- **TASK PROMPT**: Pull out the lines below unchanged, beginning with the line containing "[trace] person in blue shirt" and continuing through the last of the rows.

Contour labeling items
○ ○ ○ ○ ○ ○ ○

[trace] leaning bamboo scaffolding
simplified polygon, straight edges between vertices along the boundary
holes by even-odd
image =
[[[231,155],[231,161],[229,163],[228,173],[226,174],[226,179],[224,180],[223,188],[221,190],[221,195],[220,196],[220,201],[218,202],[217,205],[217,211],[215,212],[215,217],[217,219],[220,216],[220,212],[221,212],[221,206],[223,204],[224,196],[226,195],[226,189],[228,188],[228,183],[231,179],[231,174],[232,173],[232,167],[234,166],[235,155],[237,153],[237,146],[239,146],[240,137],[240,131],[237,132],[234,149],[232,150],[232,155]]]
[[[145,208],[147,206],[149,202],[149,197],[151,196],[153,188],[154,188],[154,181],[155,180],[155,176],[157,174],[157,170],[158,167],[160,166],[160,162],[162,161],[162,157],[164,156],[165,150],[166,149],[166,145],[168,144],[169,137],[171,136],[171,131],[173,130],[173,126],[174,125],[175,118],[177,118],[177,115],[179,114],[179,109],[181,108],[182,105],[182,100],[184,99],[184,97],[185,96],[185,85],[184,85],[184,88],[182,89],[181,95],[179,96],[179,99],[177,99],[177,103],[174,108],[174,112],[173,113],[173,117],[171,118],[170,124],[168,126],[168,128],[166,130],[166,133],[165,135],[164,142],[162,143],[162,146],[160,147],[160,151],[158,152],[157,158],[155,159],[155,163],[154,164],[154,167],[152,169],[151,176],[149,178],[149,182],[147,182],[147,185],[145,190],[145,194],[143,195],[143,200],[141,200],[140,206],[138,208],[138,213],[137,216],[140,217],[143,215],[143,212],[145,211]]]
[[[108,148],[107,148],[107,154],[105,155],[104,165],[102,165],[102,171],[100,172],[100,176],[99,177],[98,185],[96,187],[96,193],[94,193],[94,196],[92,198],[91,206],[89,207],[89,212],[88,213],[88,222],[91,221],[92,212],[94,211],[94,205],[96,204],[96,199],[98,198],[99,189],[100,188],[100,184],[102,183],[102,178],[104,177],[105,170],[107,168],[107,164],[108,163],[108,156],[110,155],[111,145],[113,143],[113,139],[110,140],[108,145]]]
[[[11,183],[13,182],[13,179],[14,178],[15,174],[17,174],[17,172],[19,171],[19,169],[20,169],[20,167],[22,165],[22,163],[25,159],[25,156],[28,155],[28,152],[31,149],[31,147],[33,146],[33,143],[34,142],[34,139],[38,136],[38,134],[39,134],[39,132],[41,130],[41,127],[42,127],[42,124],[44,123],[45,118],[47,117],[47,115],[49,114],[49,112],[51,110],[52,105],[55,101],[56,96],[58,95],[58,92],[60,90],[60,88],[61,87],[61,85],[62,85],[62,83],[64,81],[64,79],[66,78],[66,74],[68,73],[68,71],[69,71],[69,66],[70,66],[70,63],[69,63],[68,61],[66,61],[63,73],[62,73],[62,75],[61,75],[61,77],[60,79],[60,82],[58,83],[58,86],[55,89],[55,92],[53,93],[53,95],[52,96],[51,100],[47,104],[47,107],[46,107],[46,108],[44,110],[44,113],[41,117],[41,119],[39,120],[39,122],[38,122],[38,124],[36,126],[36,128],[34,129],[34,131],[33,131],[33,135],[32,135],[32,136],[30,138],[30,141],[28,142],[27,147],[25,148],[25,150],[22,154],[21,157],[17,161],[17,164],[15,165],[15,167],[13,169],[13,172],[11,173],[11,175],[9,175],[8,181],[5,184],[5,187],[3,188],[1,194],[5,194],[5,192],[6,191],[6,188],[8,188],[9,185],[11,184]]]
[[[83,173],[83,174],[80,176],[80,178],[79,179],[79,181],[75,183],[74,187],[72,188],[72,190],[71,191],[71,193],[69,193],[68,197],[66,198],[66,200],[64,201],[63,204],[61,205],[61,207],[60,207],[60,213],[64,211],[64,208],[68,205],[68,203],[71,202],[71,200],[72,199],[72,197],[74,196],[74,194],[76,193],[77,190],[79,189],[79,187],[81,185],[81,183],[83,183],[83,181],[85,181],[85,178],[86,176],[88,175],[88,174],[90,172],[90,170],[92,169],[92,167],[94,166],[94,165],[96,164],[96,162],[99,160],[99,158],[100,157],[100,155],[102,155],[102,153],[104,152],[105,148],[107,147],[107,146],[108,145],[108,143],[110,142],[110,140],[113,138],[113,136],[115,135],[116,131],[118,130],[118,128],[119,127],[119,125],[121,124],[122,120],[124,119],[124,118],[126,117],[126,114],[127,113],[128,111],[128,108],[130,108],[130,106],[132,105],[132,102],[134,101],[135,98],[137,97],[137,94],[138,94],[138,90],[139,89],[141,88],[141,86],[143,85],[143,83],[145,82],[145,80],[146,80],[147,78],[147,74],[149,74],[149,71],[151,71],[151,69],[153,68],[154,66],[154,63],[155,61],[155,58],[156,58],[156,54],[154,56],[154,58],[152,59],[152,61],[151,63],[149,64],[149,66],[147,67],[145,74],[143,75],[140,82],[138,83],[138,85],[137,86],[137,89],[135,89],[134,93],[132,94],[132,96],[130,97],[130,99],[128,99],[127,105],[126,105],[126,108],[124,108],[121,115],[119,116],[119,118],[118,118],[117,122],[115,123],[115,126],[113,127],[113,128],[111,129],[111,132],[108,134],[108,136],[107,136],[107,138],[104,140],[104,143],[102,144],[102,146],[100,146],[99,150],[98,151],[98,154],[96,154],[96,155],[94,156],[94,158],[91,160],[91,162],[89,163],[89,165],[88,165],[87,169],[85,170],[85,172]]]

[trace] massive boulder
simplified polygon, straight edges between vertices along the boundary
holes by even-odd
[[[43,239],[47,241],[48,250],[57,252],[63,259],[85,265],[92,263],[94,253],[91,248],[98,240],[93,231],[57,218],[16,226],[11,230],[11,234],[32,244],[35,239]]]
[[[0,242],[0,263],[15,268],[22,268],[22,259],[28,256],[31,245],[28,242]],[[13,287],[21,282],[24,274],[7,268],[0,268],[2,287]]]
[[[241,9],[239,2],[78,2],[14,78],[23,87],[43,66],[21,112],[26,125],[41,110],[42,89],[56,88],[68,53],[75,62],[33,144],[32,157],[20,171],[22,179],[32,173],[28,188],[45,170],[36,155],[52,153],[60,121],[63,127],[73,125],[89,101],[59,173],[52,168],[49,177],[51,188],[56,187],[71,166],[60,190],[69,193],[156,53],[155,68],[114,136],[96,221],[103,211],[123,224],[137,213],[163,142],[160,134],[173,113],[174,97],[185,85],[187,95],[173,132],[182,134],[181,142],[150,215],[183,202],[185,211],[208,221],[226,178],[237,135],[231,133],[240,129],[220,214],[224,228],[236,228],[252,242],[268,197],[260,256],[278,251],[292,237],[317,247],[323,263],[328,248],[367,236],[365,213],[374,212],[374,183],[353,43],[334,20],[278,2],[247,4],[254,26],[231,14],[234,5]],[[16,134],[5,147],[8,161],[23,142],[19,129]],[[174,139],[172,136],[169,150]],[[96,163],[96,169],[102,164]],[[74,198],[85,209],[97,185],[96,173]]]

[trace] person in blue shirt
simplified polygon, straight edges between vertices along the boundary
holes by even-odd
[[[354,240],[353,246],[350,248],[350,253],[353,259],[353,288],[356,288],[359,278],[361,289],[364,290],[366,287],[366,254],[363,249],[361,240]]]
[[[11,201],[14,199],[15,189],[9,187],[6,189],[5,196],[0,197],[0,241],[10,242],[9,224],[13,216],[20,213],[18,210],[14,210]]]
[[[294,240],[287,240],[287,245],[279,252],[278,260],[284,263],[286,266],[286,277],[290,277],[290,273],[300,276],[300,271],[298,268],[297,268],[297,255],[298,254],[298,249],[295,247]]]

○ ○ ○ ○ ○ ○ ○

- **RESPONSE**:
[trace] person in blue shirt
simplified polygon, straight edges between vertices along the boundary
holes by even-odd
[[[354,240],[353,246],[350,248],[350,253],[353,259],[353,288],[356,288],[359,278],[361,289],[364,290],[366,287],[366,254],[363,249],[361,240]]]
[[[11,201],[14,199],[15,189],[9,187],[6,189],[5,196],[0,197],[0,241],[10,242],[9,224],[13,216],[20,213],[18,210],[14,210]]]
[[[294,240],[287,240],[287,245],[279,252],[278,260],[284,263],[286,266],[286,277],[290,277],[290,273],[300,276],[300,271],[298,268],[297,268],[297,255],[298,254],[298,249],[295,247]]]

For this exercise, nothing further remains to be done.